-- Given information start --

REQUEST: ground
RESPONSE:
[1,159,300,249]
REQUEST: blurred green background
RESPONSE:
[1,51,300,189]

-- Given information end --

* [What you should do]: Update the records above so that each "REQUEST" reads "QUERY", with nothing else altered.

* [Result]:
QUERY: ground
RESPONSE:
[1,159,300,249]
QUERY: blurred green background
RESPONSE:
[1,51,300,189]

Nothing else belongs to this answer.